--- BEGIN ---
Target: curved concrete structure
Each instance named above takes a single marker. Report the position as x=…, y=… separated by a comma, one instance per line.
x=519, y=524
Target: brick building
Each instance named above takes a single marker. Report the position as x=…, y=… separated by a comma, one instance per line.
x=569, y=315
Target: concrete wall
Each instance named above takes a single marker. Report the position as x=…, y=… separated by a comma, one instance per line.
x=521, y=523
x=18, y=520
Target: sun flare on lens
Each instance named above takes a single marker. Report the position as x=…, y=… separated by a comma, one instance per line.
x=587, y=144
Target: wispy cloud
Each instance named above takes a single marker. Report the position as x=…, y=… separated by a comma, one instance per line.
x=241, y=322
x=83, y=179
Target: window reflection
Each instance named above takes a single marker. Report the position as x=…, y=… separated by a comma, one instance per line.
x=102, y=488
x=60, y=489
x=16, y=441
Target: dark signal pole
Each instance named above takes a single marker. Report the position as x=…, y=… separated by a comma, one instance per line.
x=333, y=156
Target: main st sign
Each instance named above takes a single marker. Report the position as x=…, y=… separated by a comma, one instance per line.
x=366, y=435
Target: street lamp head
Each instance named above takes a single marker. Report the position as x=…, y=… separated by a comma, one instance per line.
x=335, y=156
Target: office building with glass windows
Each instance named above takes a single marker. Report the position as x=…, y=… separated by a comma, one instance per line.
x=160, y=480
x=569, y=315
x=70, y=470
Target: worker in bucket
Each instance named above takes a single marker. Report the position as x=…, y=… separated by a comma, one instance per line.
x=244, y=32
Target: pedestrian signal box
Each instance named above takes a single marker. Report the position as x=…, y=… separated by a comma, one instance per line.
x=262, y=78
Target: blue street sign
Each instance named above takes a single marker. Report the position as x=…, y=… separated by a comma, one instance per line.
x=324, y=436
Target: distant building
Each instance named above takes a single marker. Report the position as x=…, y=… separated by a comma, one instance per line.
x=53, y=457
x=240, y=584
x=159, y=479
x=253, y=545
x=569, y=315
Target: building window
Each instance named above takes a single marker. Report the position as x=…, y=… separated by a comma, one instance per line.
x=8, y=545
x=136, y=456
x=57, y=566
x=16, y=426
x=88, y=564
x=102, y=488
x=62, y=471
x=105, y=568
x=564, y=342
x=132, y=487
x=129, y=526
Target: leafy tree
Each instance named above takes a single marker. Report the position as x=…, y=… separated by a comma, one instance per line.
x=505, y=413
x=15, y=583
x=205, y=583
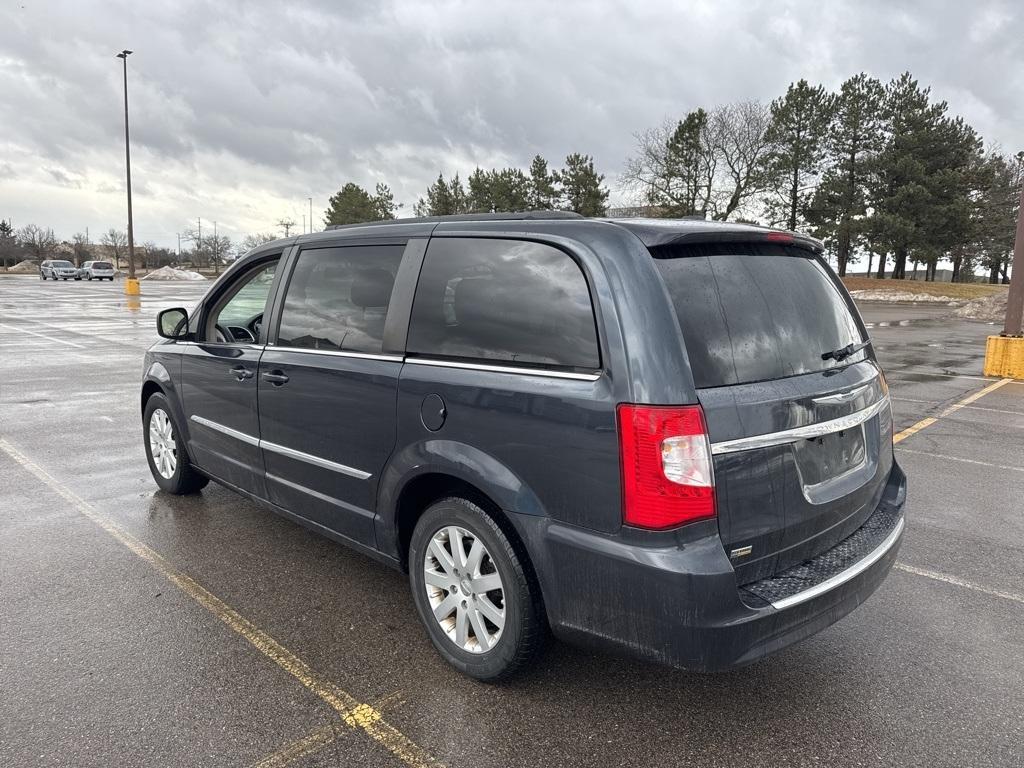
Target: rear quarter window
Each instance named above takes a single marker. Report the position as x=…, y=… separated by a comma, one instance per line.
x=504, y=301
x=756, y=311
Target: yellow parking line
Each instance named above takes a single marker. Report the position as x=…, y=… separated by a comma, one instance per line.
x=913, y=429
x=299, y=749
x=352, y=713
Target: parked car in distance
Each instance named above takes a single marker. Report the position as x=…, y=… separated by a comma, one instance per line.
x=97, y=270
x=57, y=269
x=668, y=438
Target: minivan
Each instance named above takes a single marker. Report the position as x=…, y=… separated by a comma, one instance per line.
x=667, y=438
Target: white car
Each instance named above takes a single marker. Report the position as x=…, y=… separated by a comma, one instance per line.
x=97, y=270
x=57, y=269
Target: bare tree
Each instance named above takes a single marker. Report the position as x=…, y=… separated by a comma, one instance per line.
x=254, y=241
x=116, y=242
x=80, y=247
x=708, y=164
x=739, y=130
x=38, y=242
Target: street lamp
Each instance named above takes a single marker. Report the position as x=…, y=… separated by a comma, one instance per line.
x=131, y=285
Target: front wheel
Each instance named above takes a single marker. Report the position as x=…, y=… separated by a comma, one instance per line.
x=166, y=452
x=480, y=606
--- END ---
--- BEGIN ---
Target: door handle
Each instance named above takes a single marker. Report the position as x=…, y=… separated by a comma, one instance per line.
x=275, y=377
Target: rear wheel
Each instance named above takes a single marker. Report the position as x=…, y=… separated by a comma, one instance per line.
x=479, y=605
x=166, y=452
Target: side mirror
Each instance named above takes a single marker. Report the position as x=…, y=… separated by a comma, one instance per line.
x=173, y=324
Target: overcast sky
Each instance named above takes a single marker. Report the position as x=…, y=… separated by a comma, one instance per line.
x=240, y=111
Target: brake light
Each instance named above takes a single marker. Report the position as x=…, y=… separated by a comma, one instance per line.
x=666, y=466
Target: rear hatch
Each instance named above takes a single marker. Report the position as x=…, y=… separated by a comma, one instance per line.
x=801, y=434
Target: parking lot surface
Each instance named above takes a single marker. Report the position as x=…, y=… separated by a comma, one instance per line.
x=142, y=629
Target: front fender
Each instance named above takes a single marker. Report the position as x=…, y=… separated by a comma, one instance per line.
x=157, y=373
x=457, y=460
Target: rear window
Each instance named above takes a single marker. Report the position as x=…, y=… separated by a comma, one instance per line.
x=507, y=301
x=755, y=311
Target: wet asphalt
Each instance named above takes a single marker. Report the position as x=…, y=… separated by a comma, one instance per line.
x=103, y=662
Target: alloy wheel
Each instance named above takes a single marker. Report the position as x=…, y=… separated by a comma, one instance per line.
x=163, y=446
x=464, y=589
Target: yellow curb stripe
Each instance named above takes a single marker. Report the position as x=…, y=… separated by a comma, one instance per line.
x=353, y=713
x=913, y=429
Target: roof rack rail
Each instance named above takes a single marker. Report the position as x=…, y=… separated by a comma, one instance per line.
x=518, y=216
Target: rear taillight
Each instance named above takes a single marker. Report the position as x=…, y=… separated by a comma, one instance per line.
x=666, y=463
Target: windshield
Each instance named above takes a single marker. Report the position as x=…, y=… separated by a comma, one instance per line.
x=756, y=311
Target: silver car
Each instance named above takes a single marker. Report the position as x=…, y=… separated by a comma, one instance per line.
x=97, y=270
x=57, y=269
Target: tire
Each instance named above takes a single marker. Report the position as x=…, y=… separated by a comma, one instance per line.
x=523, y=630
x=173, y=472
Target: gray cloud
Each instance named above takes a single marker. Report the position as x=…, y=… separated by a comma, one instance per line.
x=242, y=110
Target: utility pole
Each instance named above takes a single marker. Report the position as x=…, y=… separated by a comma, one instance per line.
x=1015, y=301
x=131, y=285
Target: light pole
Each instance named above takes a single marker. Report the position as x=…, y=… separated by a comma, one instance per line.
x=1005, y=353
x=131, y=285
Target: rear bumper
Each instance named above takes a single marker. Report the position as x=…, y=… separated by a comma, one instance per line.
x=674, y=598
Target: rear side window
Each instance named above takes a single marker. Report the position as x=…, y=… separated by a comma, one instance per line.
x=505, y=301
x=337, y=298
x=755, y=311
--- END ---
■ EXERCISE BRIEF
Swap "taillight" for "tail lamp" in the listing lines starting at the one containing "Target: roof rack rail" and ending at the one containing "x=666, y=463", and give those lines again with nothing else altered.

■ THE COMPLETED TASK
Target: roof rack rail
Each instance named above takes a single marker. Report the position as x=…, y=… separated by a comma, one instance per line.
x=518, y=216
Target: rear tail lamp
Each instance named above takes a single marker. Report the position as x=…, y=… separated by a comma, one instance per line.
x=666, y=463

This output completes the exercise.